▶ [What is required]:
Please report each line in the records that contains the word "post", copying every such line in full.

──────── Stored records

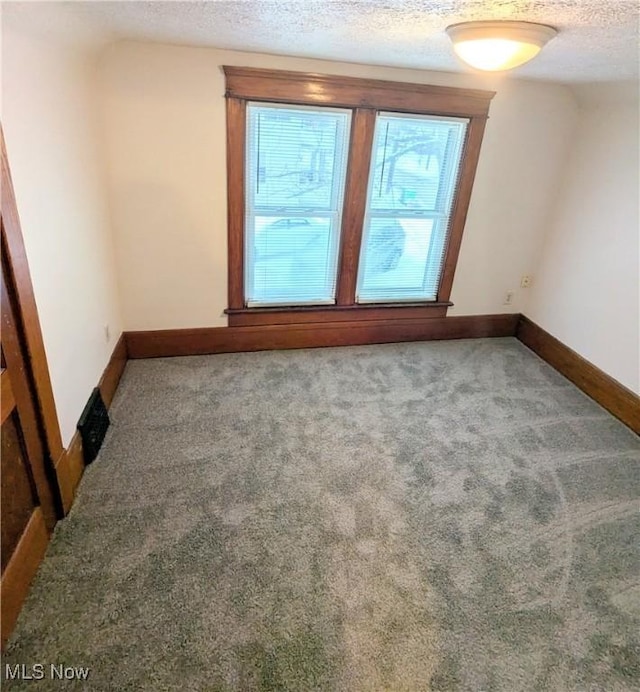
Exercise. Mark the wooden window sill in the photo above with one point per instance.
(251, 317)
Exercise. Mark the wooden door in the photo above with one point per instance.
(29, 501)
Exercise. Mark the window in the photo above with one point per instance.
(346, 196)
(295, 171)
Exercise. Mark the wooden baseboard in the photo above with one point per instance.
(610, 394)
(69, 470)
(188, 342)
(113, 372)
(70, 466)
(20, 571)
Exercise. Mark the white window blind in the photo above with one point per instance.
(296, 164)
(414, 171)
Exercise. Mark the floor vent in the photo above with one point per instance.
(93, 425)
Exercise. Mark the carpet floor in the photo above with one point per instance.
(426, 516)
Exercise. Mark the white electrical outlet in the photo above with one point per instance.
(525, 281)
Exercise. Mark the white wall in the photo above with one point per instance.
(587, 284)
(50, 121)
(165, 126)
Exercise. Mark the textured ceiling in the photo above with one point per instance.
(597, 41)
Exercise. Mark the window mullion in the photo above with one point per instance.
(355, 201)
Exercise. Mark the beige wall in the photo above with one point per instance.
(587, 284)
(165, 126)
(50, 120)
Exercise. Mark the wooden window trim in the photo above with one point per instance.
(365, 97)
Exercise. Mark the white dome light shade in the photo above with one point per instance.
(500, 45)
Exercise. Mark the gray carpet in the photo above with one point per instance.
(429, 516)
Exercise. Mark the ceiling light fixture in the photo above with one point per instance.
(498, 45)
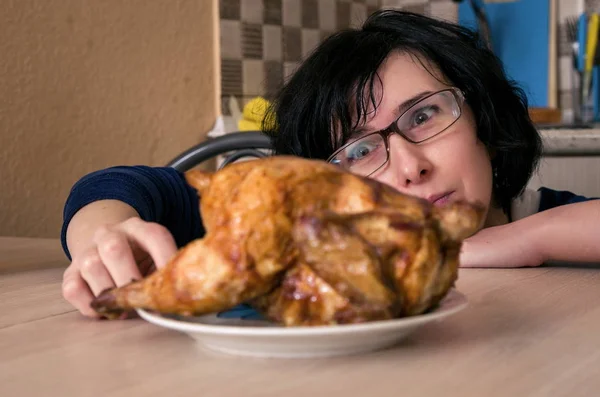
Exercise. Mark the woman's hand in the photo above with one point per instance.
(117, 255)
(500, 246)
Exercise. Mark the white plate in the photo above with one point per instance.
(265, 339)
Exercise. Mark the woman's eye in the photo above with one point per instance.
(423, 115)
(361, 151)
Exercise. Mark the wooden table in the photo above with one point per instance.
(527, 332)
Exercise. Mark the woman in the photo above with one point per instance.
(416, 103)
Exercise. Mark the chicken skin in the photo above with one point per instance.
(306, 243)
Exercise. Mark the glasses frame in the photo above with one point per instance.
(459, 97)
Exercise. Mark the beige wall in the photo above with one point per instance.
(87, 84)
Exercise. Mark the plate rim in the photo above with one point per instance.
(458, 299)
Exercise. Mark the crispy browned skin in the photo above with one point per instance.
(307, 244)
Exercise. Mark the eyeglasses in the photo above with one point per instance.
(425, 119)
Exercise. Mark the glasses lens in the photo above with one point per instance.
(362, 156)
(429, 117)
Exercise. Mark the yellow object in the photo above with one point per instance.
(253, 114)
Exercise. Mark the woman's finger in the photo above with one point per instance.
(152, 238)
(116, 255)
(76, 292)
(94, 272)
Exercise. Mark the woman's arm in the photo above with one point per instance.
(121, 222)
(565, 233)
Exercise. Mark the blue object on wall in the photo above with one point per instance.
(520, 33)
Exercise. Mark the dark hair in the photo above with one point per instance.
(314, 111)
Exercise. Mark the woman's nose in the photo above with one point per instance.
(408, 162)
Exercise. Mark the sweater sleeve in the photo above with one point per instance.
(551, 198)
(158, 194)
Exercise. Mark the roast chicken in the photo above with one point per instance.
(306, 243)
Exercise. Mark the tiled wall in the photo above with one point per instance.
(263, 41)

────────────────
──────── Stored records

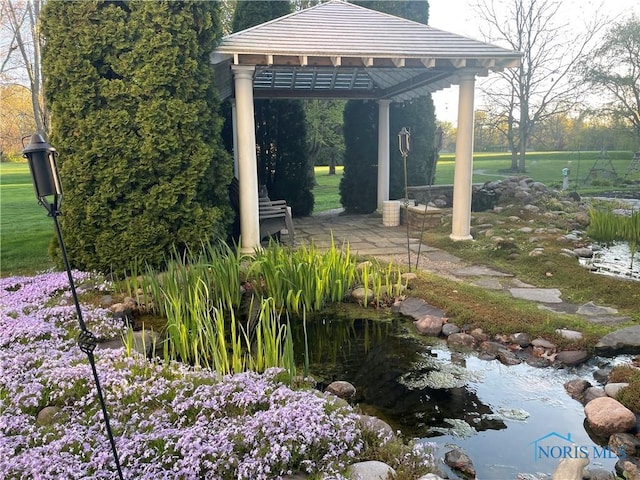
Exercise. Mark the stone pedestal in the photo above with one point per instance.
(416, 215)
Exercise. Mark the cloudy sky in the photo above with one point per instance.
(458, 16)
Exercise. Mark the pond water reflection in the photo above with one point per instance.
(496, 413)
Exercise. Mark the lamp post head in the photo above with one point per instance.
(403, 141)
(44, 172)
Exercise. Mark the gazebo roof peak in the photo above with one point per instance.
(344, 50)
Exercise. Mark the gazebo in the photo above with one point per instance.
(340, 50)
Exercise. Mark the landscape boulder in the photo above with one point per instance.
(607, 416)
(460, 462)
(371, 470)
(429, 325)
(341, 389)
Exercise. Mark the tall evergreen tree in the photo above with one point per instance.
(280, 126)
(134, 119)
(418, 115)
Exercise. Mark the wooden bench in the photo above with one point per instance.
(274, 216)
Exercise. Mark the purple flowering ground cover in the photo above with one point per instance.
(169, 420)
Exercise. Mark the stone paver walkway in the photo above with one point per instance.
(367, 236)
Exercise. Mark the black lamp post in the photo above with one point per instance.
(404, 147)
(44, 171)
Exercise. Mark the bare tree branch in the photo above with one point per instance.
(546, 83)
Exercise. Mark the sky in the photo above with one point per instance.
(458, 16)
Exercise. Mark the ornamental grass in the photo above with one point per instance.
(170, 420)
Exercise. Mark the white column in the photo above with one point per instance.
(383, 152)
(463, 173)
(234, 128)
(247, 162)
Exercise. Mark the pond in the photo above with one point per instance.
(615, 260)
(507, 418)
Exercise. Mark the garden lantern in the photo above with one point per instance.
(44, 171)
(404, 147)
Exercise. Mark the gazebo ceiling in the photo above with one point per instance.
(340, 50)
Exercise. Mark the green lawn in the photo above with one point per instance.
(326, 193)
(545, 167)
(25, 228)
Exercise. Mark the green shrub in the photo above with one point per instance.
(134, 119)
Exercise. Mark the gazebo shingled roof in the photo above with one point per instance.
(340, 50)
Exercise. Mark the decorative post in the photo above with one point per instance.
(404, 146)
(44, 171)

────────────────

▶ [Exercise response]:
Exercise. Mark the lamp post head in the photo above with one point per instance.
Exercise. Mark the black lamp post in the photo above with one point per instance.
Exercise. Mark the decorative post in the photo above with one point per instance.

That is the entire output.